Rewrite everything from the row containing "Provide one point per instance of the tree bark, each" down to the end of the rows, replacing "tree bark" with "birch bark" and leaving all else unchanged.

──────── DATA SHOWN ────────

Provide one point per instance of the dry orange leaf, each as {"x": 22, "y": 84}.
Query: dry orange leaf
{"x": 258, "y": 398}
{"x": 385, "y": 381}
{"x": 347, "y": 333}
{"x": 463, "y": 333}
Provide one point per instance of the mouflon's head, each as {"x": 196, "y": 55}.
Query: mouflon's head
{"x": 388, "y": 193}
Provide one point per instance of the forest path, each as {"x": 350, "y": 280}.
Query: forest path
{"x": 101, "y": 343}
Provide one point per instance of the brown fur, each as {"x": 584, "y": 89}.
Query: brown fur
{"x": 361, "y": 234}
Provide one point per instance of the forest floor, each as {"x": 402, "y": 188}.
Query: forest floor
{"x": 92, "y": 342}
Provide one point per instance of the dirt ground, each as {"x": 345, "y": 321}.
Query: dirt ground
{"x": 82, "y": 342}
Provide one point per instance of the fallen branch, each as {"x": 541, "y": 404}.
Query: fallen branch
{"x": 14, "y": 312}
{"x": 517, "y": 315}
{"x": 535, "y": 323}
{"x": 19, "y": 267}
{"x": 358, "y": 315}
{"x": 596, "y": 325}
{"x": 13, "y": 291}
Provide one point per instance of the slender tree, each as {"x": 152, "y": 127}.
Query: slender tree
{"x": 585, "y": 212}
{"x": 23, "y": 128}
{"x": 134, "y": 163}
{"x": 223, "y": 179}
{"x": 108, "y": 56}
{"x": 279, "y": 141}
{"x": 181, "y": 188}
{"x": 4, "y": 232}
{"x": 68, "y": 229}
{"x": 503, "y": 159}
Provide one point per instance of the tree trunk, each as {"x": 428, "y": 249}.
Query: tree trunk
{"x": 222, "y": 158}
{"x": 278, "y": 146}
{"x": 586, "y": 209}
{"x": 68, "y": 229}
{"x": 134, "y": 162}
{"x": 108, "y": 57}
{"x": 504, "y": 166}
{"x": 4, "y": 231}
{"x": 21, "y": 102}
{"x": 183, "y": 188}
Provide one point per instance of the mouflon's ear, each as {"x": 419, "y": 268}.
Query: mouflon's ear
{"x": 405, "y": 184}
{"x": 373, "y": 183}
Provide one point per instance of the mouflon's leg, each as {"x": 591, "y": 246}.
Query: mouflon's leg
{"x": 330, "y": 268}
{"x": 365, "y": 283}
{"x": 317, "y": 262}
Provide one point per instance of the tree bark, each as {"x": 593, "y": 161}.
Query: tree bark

────────

ANSWER:
Provide one point per instance of the birch bark, each as {"x": 593, "y": 161}.
Query: birch bark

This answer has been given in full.